Defensive Responsibility at 18: The Dan Hamhuis Comparison

Here's what's wild: Kindel's defense might be ahead of his offense right now. Aidelbaum, who worked with Dan Hamhuis for years, sees the same quiet diligence in Kindel's approach.

The Penguins trust him in all situations. He's killing penalties. He's taking key faceoffs—and winning them. When he replaced Tommy Novak at 3C during the preseason, it was partly because Novak was under 40 percent in the dot. Kindel brought stability to a position that had been a revolving door.

And he's doing it while playing between Anthony Mantha and Justin Brazeau on the third line, as we saw in the projected lineup against Vegas on March 1. That's not exactly sheltered minutes. That's a coach throwing a teenager into the deep end and watching him swim.

-- What is expected --
Reproduce, word for word, the portion of the excerpt on Kindel that begins with the words containing "And he's doing" and ends with "watching him swim.". None of the entries that come next relate to the excerpt on Kindel.

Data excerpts

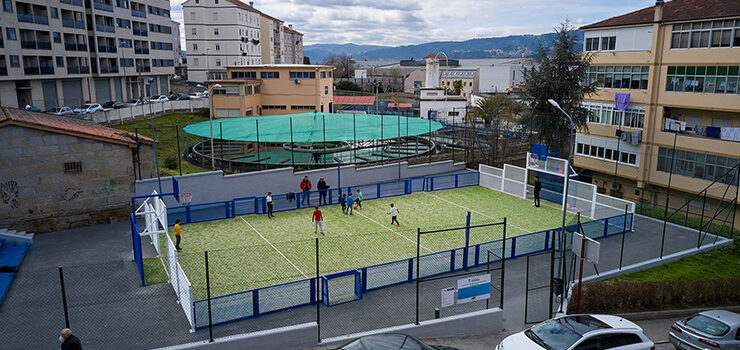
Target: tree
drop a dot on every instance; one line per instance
(496, 111)
(457, 87)
(344, 64)
(560, 77)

-- Worked solution --
And he's doing it while playing between Anthony Mantha and Justin Brazeau on the third line, as we saw in the projected lineup against Vegas on March 1. That's not exactly sheltered minutes. That's a coach throwing a teenager into the deep end and watching him swim.